Request:
Write out the lines from the line containing "the sidewalk, one" through the final line of the listing below, exactly, omitting every other line.

Given entries:
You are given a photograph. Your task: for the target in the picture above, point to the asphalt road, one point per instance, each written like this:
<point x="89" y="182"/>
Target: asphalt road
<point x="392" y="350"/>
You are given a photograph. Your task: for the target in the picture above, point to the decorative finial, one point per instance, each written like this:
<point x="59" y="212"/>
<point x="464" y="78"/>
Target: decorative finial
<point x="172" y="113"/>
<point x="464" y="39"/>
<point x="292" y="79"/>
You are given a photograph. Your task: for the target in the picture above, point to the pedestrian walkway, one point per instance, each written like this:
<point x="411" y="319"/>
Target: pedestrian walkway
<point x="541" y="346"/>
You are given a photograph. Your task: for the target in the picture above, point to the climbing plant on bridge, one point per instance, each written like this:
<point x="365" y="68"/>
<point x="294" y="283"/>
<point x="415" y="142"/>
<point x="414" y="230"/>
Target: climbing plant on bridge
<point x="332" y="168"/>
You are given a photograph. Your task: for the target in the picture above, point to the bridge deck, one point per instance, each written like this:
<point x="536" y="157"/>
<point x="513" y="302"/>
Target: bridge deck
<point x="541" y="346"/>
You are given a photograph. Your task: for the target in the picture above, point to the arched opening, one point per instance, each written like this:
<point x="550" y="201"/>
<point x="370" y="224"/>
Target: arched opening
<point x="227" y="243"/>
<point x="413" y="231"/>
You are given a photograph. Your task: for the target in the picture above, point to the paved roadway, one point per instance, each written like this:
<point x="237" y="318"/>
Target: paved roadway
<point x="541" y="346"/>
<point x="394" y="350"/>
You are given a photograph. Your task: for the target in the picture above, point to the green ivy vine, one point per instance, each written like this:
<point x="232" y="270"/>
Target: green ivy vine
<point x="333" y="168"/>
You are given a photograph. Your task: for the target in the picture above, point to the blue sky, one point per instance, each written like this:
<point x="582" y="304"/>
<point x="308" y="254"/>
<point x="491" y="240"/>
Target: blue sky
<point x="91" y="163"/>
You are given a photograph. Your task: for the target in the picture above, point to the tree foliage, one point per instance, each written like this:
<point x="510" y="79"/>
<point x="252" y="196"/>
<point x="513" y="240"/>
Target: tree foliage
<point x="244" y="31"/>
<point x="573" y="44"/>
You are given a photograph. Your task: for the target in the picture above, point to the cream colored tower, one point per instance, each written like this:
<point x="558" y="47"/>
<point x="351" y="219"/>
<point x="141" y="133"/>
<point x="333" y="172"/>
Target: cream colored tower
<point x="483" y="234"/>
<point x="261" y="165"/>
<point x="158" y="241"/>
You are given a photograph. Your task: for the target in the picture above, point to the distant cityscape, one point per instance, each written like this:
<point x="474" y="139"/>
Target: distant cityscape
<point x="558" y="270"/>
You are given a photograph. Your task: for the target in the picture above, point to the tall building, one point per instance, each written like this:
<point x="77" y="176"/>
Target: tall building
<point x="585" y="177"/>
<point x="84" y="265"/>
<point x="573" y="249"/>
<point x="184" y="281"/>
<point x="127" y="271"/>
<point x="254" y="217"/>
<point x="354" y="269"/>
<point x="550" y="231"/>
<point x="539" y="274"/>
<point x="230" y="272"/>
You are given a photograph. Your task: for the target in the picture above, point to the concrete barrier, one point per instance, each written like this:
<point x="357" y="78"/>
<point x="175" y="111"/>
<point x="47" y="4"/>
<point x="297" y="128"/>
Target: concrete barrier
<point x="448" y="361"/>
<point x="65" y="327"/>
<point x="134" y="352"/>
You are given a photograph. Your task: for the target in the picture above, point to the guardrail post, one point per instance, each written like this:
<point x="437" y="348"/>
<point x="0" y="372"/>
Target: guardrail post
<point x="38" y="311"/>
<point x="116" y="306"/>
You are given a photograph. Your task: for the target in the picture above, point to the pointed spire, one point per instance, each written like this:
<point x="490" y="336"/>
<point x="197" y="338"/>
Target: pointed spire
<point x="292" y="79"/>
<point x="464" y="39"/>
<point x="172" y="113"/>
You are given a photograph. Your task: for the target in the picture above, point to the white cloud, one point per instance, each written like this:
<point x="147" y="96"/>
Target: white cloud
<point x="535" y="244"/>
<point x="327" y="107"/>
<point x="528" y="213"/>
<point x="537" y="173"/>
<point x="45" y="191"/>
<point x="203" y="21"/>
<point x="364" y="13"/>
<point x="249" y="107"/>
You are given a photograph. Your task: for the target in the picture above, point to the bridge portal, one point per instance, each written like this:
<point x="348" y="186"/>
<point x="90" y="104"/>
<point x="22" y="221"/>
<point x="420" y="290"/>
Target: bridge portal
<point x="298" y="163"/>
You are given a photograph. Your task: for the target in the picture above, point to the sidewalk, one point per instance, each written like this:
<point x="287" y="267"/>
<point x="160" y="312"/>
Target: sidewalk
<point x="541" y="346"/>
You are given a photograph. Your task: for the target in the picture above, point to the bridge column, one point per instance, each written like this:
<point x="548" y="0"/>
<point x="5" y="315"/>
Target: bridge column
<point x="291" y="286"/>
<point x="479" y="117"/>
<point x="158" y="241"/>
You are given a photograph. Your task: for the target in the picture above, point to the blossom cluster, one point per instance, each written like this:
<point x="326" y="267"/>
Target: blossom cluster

The completed task:
You are given a photograph. Your task: for the target in the picture above, point to the sidewalk, one point per instance, each written like this:
<point x="287" y="267"/>
<point x="160" y="312"/>
Target: sidewalk
<point x="541" y="346"/>
You are given a photograph. Your task: for the target in the picture above, point to the bridge column, one point per instance, each written like this:
<point x="548" y="0"/>
<point x="5" y="315"/>
Target: bridge column
<point x="291" y="286"/>
<point x="479" y="117"/>
<point x="158" y="241"/>
You are given a photograph. Your task: for the target in the picture above, point to the blossom cluster, one point per instance, each written like this:
<point x="326" y="267"/>
Target: blossom cluster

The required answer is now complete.